____ Data provided

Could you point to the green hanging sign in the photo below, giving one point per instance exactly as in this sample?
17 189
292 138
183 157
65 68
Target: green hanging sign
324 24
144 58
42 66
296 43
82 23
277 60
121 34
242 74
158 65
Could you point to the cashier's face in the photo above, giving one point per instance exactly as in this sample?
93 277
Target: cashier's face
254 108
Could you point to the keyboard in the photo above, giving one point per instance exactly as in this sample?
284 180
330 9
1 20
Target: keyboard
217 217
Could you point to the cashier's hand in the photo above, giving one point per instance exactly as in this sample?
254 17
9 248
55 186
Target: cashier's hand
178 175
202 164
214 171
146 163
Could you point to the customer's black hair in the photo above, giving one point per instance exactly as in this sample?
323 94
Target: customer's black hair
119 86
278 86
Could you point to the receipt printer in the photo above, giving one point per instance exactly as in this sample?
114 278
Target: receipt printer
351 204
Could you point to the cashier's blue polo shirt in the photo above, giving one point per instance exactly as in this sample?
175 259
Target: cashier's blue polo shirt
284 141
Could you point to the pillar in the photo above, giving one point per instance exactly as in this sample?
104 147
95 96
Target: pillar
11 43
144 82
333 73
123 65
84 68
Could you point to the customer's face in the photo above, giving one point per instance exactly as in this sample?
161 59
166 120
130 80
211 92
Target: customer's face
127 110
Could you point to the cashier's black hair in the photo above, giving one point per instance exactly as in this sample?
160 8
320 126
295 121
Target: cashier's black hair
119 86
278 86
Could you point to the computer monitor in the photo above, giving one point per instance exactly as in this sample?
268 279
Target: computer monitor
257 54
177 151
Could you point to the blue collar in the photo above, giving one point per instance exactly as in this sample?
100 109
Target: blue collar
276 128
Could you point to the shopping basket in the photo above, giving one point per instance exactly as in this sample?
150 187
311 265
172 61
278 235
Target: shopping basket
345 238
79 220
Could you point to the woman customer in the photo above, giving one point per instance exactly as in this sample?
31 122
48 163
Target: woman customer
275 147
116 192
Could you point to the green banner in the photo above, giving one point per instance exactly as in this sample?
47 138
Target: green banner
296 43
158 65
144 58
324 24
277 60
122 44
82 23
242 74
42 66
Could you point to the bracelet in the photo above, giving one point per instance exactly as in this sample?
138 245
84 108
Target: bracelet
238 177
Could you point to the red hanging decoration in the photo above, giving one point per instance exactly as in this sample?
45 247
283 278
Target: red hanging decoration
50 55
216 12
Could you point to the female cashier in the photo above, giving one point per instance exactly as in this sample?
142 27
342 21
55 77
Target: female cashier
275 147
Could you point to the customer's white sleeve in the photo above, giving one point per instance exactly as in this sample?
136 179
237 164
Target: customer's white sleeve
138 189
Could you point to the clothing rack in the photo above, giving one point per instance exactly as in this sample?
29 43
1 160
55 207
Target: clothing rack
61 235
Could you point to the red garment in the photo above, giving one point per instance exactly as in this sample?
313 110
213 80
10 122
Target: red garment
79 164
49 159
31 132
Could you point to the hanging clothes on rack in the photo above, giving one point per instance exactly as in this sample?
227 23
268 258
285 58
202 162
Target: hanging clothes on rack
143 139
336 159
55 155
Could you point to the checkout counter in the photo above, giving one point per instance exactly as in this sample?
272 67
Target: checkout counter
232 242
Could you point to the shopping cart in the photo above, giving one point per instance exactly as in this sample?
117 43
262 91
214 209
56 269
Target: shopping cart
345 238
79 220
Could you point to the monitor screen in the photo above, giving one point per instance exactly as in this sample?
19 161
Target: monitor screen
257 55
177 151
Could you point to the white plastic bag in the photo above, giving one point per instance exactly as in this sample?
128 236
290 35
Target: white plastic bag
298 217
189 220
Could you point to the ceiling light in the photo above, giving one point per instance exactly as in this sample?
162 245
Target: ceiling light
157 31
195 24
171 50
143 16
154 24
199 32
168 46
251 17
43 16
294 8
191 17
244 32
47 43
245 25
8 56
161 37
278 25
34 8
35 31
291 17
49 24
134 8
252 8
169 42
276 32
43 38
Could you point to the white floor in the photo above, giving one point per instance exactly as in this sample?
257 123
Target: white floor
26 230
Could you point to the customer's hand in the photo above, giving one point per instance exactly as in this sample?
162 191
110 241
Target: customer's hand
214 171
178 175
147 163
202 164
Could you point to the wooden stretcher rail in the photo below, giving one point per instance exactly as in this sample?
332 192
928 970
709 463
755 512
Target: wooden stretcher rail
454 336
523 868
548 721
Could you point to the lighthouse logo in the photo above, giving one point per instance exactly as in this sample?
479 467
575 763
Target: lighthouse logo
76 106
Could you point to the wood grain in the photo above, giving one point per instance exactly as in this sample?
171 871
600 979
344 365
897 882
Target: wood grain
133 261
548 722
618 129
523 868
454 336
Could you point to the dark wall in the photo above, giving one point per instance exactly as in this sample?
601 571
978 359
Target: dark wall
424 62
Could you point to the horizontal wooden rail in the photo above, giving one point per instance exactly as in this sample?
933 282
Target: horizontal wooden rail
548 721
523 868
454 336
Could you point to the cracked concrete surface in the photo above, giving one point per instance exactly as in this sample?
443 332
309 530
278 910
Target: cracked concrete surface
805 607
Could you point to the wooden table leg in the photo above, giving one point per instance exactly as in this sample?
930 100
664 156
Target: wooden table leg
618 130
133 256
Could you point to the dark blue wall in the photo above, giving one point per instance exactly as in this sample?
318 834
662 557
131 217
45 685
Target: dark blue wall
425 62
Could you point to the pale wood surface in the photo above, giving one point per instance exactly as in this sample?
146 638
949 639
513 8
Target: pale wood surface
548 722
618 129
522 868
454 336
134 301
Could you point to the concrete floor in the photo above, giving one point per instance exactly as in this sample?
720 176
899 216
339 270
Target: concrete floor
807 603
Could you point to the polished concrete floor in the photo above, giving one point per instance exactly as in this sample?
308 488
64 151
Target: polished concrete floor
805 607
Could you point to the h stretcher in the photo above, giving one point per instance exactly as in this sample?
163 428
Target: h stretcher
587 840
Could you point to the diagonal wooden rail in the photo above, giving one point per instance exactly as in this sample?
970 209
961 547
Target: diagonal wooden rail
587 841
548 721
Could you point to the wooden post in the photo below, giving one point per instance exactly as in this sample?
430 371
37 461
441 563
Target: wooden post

________

:: Stated problem ::
Rewrite every one of the lines above, swapping "exactly as in this sample" for "in the same format as this sample" wherever it appears and changing nothing else.

:: Correct result ::
Could you point to the green hanging sign in the photo below, giving one point per instance in the same format as this sample?
17 189
292 138
183 157
65 68
Target: green hanging sign
324 24
144 58
42 66
296 43
82 23
277 60
121 34
242 74
158 65
Could you point to the cashier's face in the photo above, giving one point per instance in the same format as this sample?
93 277
Target: cashier's face
254 108
Could you point to the keyboard in the photo above, giving one point per instance in the same format as this sample?
284 180
330 9
1 20
Target: keyboard
217 217
Could you point to the cashier's hand in the photo above, giving one point per instance in the same format as this sample?
254 17
9 248
55 186
Target: cashier's hand
178 175
202 164
214 171
146 163
Could you point to the customer's black hair in the photo above, giving one point per instance in the same format as this sample?
323 94
Target: customer's black hair
119 86
278 86
Could you point to the receipt printer in the photo above, giving one point per instance in the same format as this sample?
114 278
Target: receipt printer
351 204
Could you point to the cashier's blue polo shirt in the photo above, giving one point per instance in the same format as this sample?
175 259
Target: cashier's blue polo shirt
284 141
Could you point to the pillar in the photo above, giving one point per instance in the same format as this sample?
104 147
95 96
Target: pillar
11 43
144 82
333 73
123 65
84 68
Could you point to the customer's face in the photo above, giving one point per instance in the same format as this sample?
161 59
166 120
130 80
211 92
Target: customer's face
127 110
Could you point to the cashier's black hair in the photo above, giving one point per instance in the same format as this sample?
160 8
320 126
295 121
Target: cashier's black hair
119 86
278 86
Could you point to the computer monitor in the photo above, giving one point per instance in the same format as this sample?
268 279
Target: computer monitor
257 54
177 151
Could you point to the blue collar in the photo above, giving one point per instance in the same format as this sample?
100 109
Target: blue collar
276 128
Could you point to the shopping basket in the photo above, giving one point per instance in the same format as this sample?
150 187
311 265
172 61
278 235
Target: shopping basket
345 238
79 220
Could you point to the woman customer in the photo above, giving one point per instance in the same format as this sample?
31 122
48 163
Target: woman customer
275 147
116 192
Could you point to the green banner in the photo above, giving one point per instance in the same format as this sample?
47 138
Target: green banner
296 43
158 65
144 58
324 24
277 60
122 44
82 23
242 74
42 66
Could you point to the bracelet in the photo above, giving one point per instance in the same format as this sample?
138 245
84 108
Target: bracelet
238 177
Could you point to the red hanging decoration in the photo above, giving one point per instance in the same format as this sample?
45 247
283 278
Target: red hanging decoration
50 55
216 12
Could you point to the female cashier in the photo above, giving one point per instance in the same format as this sample?
142 27
342 21
55 77
Target: female cashier
275 147
Could you point to the customer's white sleeve in the photo above, giving one point per instance in the same format as this sample?
136 179
237 164
Target: customer's white sleeve
138 189
Could you point to the clothing rack in the photo above, giving one point per instance in the same format as this sample?
29 43
1 160
55 207
Target: clothing rack
61 235
Could you point to the red garment in the photo above, giving one point per instance in the same format as this sample?
313 110
213 80
10 122
Target: red garment
79 164
49 159
31 132
Could you point to the hanging clothes on rack in the photo above, giving one point per instance in the same format as this sample?
227 23
268 258
285 58
202 162
Target: hanging clothes on rack
143 139
336 159
55 155
Could you point to the checkout counter in the photo above, giving one point per instance in the same format as this sample?
272 67
Target: checkout counter
232 242
Could you point to the shopping cart in the photo above, giving one point per instance in the same format as this sample?
117 43
262 91
214 209
56 269
Target: shopping cart
345 238
79 220
Could you point to the monitor screen in the photo above, giving one point per instance in the same format as this sample?
19 161
Target: monitor screen
257 55
177 151
Could you point to the white plastic bag in the photo above, giving one point per instance in the same format as this sample?
128 236
290 35
Target: white plastic bag
298 217
189 220
Could you point to the ceiling light in the photo above, giving one point per instance in the same format as this sample?
162 245
Target: ceiling light
157 31
195 24
171 50
143 16
154 24
199 32
168 46
251 17
43 16
294 8
191 17
244 32
47 43
245 25
8 56
161 37
278 25
34 8
35 31
291 17
49 24
134 8
252 8
169 42
276 32
43 38
Could you point to the white floor in the photo above, giving one point per instance in the same format as this sample?
257 123
Target: white floor
26 230
Could you point to the customer's hand in the photo above, giving one point per instance in the same format as this sample?
162 191
110 241
Target: customer's hand
214 171
178 175
147 163
202 164
Could you point to the wooden stretcher rail in the photo below, giving one point per instance in the same format as this sample?
332 192
928 970
709 463
755 512
Target: wooden stretcher rail
454 336
523 868
548 721
Could you point to the lighthouse logo in the photo above, giving one point per instance in the same format as this sample?
479 467
575 763
Target: lighthouse logo
76 106
Could you point to the wood grain in the photo above, giving one point per instance in the same format as this sample?
171 871
600 979
344 365
897 882
Target: wood grain
133 261
548 722
618 129
523 868
454 336
Could you point to the dark wall in the photo above, giving one point per instance in the same format as this sample?
601 571
978 359
Target: dark wall
424 62
Could you point to the horizontal wooden rail in the photo above, giving one point per instance in the same format as this sample?
933 282
Target: horizontal wooden rail
548 721
523 868
454 336
Could you point to the cracked concrete surface in the photo above, giving one point per instance in the same format as this sample?
443 332
309 530
278 910
Target: cracked concrete surface
805 607
Could you point to the wooden table leg in the photo above, giving one point per instance in the same format as this sample?
930 100
664 156
Target: wooden table leg
618 130
133 256
Could you point to the dark blue wall in the photo above, giving one point per instance in the same format as this sample?
318 834
662 557
131 217
45 685
Target: dark blue wall
425 62
Could you point to the pale wood surface in the photo above, giving one point per instance in the same format as this sample?
146 638
949 639
513 8
Target: pale wood surface
548 722
618 129
522 868
454 336
134 301
Could you point to the concrete floor in the photo above, giving one point per instance in the same format as this sample?
720 176
899 216
339 270
Target: concrete floor
807 603
Could you point to the polished concrete floor in the photo above, giving one point per instance in the same format as this sample?
308 488
64 151
Target: polished concrete floor
805 607
Could you point to the h stretcher in the photo above, giving one point per instance in the same format as this sample?
163 428
Target: h stretcher
587 840
Could you point to the diagonal wooden rail in the photo above, giving one point per instance in the same format as this sample?
970 209
961 547
Target: diagonal wooden rail
587 841
548 721
Could you point to the wooden post in the photo below, giving one point per instance in the same format as this sample?
430 371
37 461
441 563
Target: wooden post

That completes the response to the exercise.